↓↓↓

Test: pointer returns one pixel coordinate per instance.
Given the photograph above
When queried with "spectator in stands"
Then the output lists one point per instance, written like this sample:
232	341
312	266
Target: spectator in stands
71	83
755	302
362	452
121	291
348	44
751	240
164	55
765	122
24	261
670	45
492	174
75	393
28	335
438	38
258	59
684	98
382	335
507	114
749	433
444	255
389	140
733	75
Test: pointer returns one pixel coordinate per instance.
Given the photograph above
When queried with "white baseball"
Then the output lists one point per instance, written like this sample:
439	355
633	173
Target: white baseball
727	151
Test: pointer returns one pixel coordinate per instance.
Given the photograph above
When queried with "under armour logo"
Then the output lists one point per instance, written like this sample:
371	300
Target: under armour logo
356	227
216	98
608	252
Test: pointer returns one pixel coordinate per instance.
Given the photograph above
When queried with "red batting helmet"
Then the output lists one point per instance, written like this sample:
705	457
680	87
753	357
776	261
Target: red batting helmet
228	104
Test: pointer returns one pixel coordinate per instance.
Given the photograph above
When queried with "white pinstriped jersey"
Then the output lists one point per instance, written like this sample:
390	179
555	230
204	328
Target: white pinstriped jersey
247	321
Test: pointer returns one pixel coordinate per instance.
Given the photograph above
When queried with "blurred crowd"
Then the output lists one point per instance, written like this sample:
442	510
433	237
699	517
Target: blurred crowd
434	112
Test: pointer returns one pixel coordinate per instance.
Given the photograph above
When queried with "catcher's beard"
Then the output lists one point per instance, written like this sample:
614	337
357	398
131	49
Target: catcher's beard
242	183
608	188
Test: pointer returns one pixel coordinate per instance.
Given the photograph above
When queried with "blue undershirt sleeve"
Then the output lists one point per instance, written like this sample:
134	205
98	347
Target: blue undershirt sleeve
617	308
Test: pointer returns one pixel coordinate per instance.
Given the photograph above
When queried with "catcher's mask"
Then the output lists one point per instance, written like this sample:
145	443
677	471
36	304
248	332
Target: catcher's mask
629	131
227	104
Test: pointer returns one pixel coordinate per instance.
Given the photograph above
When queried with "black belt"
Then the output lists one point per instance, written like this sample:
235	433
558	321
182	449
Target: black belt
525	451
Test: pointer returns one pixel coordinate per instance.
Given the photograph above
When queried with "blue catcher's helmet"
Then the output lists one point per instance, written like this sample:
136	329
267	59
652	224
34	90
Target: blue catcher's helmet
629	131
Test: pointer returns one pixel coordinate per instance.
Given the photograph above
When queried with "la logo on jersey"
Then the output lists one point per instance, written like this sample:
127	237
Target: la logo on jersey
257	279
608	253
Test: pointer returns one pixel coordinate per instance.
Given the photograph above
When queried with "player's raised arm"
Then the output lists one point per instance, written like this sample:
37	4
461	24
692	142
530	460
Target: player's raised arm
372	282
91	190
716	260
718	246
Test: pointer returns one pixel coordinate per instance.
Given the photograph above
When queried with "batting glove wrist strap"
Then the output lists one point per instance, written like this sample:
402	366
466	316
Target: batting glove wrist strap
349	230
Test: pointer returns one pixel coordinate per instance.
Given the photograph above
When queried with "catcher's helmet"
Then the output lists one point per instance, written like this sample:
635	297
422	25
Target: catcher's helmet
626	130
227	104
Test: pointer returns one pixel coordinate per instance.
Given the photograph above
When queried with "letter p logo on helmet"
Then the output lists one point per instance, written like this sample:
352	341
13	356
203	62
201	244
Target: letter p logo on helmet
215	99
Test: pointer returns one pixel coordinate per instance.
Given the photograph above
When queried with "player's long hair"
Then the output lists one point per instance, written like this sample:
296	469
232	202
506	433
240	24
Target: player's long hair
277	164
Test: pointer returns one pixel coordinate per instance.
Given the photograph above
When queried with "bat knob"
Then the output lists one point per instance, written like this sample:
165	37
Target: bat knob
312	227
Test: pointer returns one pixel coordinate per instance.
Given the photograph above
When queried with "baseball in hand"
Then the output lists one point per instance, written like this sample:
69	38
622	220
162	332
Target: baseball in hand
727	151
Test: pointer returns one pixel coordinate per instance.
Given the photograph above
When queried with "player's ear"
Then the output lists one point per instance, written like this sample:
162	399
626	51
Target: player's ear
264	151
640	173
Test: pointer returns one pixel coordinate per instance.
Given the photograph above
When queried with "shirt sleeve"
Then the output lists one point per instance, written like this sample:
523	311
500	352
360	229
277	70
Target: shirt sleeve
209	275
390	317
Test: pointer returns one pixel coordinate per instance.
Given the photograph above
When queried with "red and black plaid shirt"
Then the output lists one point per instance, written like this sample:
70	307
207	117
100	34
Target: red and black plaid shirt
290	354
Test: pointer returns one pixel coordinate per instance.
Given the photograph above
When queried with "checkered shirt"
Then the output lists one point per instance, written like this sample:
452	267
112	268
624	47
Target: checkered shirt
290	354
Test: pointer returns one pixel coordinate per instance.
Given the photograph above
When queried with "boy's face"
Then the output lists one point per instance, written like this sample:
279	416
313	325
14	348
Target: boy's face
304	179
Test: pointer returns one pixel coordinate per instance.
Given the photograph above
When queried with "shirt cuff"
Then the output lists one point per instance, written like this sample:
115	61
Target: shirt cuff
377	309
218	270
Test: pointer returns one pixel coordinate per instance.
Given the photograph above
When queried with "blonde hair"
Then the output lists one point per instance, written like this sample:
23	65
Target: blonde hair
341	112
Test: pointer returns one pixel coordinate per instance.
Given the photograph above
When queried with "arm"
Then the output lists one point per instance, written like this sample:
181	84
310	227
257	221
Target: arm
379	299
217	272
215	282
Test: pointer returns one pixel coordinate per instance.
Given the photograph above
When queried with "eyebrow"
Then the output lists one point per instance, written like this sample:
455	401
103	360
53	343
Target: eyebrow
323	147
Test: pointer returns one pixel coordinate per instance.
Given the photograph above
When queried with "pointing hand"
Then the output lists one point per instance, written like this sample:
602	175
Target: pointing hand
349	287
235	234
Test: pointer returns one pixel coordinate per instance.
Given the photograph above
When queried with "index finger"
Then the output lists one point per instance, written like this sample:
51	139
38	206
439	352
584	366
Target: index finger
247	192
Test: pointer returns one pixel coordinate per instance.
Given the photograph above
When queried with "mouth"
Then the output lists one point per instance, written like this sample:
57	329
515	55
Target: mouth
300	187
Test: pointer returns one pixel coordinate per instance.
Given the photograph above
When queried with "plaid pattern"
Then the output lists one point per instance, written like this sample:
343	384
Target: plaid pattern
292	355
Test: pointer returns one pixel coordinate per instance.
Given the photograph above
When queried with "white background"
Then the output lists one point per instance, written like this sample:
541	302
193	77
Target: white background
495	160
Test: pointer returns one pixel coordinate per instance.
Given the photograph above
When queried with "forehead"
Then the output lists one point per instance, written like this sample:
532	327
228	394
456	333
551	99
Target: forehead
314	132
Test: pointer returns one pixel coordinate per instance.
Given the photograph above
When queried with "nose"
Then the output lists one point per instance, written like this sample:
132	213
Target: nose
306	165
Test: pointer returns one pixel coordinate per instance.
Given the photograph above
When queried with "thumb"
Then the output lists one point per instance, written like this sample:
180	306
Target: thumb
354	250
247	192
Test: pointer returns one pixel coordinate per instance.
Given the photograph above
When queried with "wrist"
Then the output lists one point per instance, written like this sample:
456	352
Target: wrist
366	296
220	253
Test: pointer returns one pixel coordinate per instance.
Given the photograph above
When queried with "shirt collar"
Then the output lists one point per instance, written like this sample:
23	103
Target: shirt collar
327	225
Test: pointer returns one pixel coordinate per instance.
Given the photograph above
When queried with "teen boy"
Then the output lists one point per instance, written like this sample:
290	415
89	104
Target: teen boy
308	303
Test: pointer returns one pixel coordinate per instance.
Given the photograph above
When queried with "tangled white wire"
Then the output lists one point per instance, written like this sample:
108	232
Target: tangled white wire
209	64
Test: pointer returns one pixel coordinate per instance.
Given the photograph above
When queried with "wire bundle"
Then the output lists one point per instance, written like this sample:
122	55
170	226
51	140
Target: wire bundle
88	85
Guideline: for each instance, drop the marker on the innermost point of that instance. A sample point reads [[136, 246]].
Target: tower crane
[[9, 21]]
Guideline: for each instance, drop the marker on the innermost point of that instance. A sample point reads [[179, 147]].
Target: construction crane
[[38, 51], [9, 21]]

↑↑↑

Activity
Extract each line from the entries above that contains the string "innermost".

Exercise answer
Guideline: for each instance, drop the marker on the innermost point of that instance. A sample point reads [[136, 246]].
Guideline: for each instance, drop the marker on the innermost point of that instance. A sample point reads [[179, 147]].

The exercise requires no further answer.